Count how many lines in the records below contain the string "hair", matching case exactly. Reply with only that number.
◆ ◆ ◆ ◆ ◆
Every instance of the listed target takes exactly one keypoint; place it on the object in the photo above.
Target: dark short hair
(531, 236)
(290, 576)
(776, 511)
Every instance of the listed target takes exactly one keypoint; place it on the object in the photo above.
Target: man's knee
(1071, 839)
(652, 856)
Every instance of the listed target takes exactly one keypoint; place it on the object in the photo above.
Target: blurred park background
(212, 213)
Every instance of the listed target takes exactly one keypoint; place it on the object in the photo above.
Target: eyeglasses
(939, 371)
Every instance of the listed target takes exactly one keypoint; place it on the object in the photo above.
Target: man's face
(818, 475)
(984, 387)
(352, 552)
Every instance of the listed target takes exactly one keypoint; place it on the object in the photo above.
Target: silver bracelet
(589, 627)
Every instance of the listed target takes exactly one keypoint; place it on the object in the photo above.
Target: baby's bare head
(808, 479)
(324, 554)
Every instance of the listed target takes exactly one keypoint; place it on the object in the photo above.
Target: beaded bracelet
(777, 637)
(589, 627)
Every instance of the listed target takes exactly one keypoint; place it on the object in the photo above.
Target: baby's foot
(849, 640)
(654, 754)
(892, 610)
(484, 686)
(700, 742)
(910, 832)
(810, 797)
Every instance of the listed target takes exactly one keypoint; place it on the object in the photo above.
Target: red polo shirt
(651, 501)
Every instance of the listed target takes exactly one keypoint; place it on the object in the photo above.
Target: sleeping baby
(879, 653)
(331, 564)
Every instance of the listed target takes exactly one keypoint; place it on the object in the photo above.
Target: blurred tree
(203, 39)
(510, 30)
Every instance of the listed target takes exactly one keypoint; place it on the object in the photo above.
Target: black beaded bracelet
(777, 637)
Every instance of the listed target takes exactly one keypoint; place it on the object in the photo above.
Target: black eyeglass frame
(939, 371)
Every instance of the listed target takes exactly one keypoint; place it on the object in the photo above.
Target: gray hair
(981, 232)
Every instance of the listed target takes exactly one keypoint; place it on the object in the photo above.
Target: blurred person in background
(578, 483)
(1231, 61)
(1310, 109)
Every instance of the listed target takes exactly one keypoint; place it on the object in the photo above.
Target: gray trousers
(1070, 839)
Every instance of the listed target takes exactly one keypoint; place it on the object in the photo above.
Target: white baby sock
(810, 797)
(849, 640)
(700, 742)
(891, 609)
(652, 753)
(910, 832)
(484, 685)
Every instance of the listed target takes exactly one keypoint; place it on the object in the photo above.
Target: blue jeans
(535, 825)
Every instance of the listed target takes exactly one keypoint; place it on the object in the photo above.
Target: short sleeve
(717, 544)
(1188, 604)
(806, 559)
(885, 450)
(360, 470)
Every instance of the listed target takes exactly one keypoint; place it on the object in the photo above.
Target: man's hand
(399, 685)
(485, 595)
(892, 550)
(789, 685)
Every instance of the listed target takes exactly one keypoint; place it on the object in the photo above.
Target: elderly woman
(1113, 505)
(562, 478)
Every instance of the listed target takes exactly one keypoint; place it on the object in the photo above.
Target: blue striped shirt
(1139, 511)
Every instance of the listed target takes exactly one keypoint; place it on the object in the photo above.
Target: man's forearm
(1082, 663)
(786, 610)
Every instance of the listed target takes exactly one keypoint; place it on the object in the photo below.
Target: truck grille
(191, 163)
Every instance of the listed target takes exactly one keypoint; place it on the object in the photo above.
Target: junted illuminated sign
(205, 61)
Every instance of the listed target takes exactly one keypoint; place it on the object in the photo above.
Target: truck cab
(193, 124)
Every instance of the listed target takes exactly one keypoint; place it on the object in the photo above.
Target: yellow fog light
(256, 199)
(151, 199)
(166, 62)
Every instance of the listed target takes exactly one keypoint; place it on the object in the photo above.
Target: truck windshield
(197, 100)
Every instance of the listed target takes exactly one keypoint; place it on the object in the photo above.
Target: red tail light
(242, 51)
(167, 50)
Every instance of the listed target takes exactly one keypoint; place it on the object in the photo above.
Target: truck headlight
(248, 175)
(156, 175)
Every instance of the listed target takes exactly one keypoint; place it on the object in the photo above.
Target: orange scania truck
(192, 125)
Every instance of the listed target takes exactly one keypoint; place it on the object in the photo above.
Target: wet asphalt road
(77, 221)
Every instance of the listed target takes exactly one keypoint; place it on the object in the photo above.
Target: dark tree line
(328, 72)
◆ ◆ ◆ ◆ ◆
# Expected output
2